__WHAT TO PRODUCE__: In the entries that follow, update the stretch from the line containing "where the silver" through the line containing "xmin=79 ymin=92 xmax=121 ymax=110": replace "silver van" with "gray van", keep everything else unchanged, and return only those lines.

::::::::::

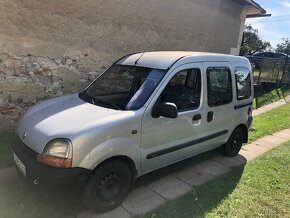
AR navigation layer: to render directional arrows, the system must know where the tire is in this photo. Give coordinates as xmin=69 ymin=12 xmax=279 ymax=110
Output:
xmin=223 ymin=127 xmax=245 ymax=157
xmin=83 ymin=160 xmax=133 ymax=213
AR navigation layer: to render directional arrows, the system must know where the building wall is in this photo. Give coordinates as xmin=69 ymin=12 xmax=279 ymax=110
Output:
xmin=0 ymin=0 xmax=243 ymax=131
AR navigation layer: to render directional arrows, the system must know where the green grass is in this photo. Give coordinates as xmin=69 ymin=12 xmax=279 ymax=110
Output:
xmin=140 ymin=142 xmax=290 ymax=218
xmin=253 ymin=85 xmax=290 ymax=109
xmin=0 ymin=178 xmax=83 ymax=218
xmin=0 ymin=131 xmax=14 ymax=169
xmin=249 ymin=104 xmax=290 ymax=142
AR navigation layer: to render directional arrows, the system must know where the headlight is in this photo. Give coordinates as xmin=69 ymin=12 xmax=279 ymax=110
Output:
xmin=37 ymin=139 xmax=72 ymax=168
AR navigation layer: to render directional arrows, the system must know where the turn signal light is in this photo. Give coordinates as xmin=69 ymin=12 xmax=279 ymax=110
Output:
xmin=37 ymin=154 xmax=72 ymax=168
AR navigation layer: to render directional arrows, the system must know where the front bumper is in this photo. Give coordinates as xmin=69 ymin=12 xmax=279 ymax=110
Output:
xmin=12 ymin=139 xmax=91 ymax=191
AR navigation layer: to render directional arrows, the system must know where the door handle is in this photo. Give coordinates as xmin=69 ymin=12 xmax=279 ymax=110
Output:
xmin=207 ymin=111 xmax=213 ymax=122
xmin=192 ymin=114 xmax=201 ymax=121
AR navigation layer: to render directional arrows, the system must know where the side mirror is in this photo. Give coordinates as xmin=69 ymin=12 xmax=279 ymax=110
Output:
xmin=152 ymin=102 xmax=178 ymax=118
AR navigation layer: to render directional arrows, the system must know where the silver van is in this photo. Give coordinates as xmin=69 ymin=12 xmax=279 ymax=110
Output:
xmin=12 ymin=52 xmax=253 ymax=212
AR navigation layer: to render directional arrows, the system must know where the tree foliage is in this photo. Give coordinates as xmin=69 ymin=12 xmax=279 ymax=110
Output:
xmin=276 ymin=38 xmax=290 ymax=55
xmin=240 ymin=25 xmax=271 ymax=56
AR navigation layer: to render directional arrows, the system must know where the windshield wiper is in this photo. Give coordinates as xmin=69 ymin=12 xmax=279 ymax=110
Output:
xmin=79 ymin=92 xmax=121 ymax=110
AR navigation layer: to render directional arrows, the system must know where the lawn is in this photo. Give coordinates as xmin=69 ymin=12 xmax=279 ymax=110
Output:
xmin=139 ymin=142 xmax=290 ymax=218
xmin=253 ymin=85 xmax=290 ymax=108
xmin=0 ymin=178 xmax=83 ymax=218
xmin=0 ymin=131 xmax=15 ymax=169
xmin=249 ymin=104 xmax=290 ymax=142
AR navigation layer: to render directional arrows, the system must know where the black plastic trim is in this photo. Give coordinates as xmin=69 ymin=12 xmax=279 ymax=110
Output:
xmin=235 ymin=102 xmax=253 ymax=110
xmin=146 ymin=130 xmax=229 ymax=159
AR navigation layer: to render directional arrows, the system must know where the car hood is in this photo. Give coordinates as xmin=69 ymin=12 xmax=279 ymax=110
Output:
xmin=17 ymin=94 xmax=132 ymax=153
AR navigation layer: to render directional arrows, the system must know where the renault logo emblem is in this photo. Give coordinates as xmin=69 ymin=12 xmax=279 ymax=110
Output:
xmin=22 ymin=131 xmax=27 ymax=139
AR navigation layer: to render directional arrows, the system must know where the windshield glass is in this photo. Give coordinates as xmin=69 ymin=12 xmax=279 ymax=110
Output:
xmin=79 ymin=65 xmax=166 ymax=110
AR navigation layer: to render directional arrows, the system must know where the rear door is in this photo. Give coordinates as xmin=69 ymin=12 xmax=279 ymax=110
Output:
xmin=204 ymin=62 xmax=235 ymax=147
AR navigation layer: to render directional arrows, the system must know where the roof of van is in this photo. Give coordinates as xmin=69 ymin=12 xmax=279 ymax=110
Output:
xmin=115 ymin=51 xmax=249 ymax=70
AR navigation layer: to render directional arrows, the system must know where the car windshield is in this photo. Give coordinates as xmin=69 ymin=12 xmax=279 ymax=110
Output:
xmin=79 ymin=65 xmax=166 ymax=110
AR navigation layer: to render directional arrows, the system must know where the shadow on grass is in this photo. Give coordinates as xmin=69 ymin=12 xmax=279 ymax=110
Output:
xmin=0 ymin=171 xmax=84 ymax=218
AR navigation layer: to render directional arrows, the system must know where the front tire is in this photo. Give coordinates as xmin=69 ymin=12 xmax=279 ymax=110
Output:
xmin=223 ymin=127 xmax=245 ymax=157
xmin=83 ymin=160 xmax=133 ymax=213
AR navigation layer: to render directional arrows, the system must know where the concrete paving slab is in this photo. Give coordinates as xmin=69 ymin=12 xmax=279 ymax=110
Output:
xmin=280 ymin=129 xmax=290 ymax=134
xmin=252 ymin=138 xmax=277 ymax=148
xmin=148 ymin=175 xmax=191 ymax=199
xmin=195 ymin=160 xmax=231 ymax=176
xmin=240 ymin=148 xmax=259 ymax=161
xmin=0 ymin=167 xmax=17 ymax=182
xmin=77 ymin=206 xmax=131 ymax=218
xmin=273 ymin=132 xmax=290 ymax=140
xmin=263 ymin=135 xmax=288 ymax=146
xmin=243 ymin=144 xmax=271 ymax=155
xmin=174 ymin=167 xmax=213 ymax=186
xmin=213 ymin=154 xmax=247 ymax=167
xmin=122 ymin=186 xmax=165 ymax=215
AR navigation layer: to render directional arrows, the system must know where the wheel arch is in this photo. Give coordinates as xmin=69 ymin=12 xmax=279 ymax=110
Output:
xmin=233 ymin=123 xmax=249 ymax=143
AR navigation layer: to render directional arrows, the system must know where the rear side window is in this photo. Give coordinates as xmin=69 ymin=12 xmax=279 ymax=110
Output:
xmin=207 ymin=67 xmax=233 ymax=107
xmin=235 ymin=67 xmax=252 ymax=100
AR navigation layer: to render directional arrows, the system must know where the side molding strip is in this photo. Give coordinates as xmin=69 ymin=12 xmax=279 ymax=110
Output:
xmin=235 ymin=102 xmax=253 ymax=110
xmin=146 ymin=130 xmax=229 ymax=159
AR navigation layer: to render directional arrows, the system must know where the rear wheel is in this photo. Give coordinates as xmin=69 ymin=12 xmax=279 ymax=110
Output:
xmin=223 ymin=127 xmax=245 ymax=157
xmin=83 ymin=160 xmax=133 ymax=213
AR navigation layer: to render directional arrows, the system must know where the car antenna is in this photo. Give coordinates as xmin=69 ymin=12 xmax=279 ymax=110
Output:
xmin=135 ymin=45 xmax=150 ymax=65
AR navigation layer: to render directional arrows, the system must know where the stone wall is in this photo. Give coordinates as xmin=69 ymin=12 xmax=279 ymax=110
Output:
xmin=0 ymin=0 xmax=243 ymax=131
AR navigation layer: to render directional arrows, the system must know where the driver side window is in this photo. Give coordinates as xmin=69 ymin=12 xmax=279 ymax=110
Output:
xmin=161 ymin=69 xmax=201 ymax=111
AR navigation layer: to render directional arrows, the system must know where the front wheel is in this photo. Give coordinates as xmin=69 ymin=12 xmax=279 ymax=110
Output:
xmin=83 ymin=160 xmax=133 ymax=213
xmin=223 ymin=128 xmax=244 ymax=157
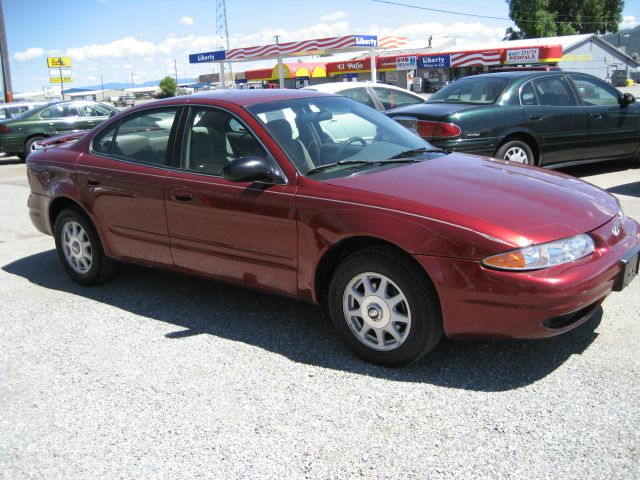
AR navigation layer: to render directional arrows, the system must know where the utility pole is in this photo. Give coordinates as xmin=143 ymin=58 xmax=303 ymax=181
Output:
xmin=0 ymin=0 xmax=13 ymax=103
xmin=216 ymin=0 xmax=233 ymax=88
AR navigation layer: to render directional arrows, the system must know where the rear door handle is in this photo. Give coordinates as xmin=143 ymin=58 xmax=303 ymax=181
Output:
xmin=171 ymin=190 xmax=193 ymax=202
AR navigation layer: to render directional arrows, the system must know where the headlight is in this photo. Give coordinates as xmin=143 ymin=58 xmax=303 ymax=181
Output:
xmin=482 ymin=234 xmax=596 ymax=270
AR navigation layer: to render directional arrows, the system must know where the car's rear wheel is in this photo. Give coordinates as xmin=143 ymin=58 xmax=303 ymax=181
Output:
xmin=329 ymin=247 xmax=442 ymax=366
xmin=24 ymin=137 xmax=45 ymax=158
xmin=496 ymin=140 xmax=536 ymax=165
xmin=54 ymin=208 xmax=117 ymax=285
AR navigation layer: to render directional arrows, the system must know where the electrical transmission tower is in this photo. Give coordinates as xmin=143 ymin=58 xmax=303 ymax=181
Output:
xmin=216 ymin=0 xmax=233 ymax=86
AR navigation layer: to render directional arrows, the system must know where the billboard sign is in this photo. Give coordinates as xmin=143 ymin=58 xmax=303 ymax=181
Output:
xmin=418 ymin=55 xmax=451 ymax=68
xmin=396 ymin=55 xmax=416 ymax=70
xmin=356 ymin=35 xmax=378 ymax=47
xmin=189 ymin=50 xmax=227 ymax=63
xmin=47 ymin=57 xmax=71 ymax=68
xmin=49 ymin=77 xmax=73 ymax=83
xmin=505 ymin=48 xmax=540 ymax=65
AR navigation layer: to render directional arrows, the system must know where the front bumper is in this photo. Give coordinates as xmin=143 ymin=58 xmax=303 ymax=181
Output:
xmin=416 ymin=219 xmax=640 ymax=338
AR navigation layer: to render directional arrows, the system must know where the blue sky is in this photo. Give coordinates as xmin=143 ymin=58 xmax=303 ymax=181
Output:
xmin=1 ymin=0 xmax=640 ymax=92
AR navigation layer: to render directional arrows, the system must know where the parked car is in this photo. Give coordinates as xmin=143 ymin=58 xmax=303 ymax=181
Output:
xmin=388 ymin=70 xmax=640 ymax=167
xmin=0 ymin=102 xmax=47 ymax=120
xmin=27 ymin=89 xmax=640 ymax=365
xmin=111 ymin=93 xmax=136 ymax=107
xmin=0 ymin=100 xmax=118 ymax=159
xmin=304 ymin=82 xmax=425 ymax=111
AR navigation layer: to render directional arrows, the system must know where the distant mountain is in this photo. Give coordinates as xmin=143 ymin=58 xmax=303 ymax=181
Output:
xmin=603 ymin=25 xmax=640 ymax=56
xmin=81 ymin=78 xmax=198 ymax=90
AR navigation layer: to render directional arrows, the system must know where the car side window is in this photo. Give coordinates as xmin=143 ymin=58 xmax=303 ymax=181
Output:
xmin=340 ymin=87 xmax=376 ymax=108
xmin=532 ymin=75 xmax=577 ymax=107
xmin=40 ymin=103 xmax=78 ymax=118
xmin=181 ymin=107 xmax=267 ymax=176
xmin=80 ymin=104 xmax=111 ymax=117
xmin=520 ymin=82 xmax=538 ymax=105
xmin=372 ymin=87 xmax=423 ymax=110
xmin=92 ymin=107 xmax=178 ymax=165
xmin=571 ymin=75 xmax=620 ymax=107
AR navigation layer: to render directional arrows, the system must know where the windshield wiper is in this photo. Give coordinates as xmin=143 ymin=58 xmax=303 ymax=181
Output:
xmin=389 ymin=148 xmax=451 ymax=160
xmin=305 ymin=160 xmax=377 ymax=175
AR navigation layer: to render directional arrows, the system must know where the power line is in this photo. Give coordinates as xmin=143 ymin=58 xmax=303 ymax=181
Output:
xmin=371 ymin=0 xmax=632 ymax=25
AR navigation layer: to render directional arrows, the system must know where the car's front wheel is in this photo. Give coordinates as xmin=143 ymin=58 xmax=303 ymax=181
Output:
xmin=329 ymin=247 xmax=442 ymax=366
xmin=54 ymin=208 xmax=117 ymax=285
xmin=496 ymin=140 xmax=535 ymax=165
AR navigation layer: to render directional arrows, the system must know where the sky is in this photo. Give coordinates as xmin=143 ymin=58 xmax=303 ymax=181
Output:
xmin=5 ymin=0 xmax=640 ymax=93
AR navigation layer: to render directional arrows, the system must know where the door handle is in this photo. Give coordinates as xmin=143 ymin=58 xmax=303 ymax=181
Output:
xmin=173 ymin=192 xmax=193 ymax=202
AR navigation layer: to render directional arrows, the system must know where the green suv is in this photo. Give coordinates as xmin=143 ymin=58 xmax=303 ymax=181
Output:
xmin=0 ymin=100 xmax=118 ymax=160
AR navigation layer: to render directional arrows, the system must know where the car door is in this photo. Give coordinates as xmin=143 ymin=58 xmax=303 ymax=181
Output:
xmin=38 ymin=102 xmax=83 ymax=136
xmin=165 ymin=106 xmax=297 ymax=294
xmin=520 ymin=75 xmax=589 ymax=165
xmin=77 ymin=107 xmax=178 ymax=266
xmin=569 ymin=74 xmax=640 ymax=159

::::::::::

__FULL SOLUTION__:
AR navigation layer: to render directional arrows, the system must know where the gray van is in this photo. Give coordinates as xmin=69 ymin=12 xmax=279 ymax=110
Output:
xmin=12 ymin=52 xmax=253 ymax=212
AR navigation layer: to render directional arrows, the system must know where the tree foliage is in this photo. Give coordinates as xmin=69 ymin=12 xmax=279 ymax=110
Output:
xmin=276 ymin=38 xmax=290 ymax=55
xmin=240 ymin=25 xmax=271 ymax=56
AR navigation layer: to render directional arrows, the system must know where the windshield wiper is in this photo. Give coordinates as xmin=69 ymin=12 xmax=279 ymax=110
Output:
xmin=79 ymin=92 xmax=121 ymax=110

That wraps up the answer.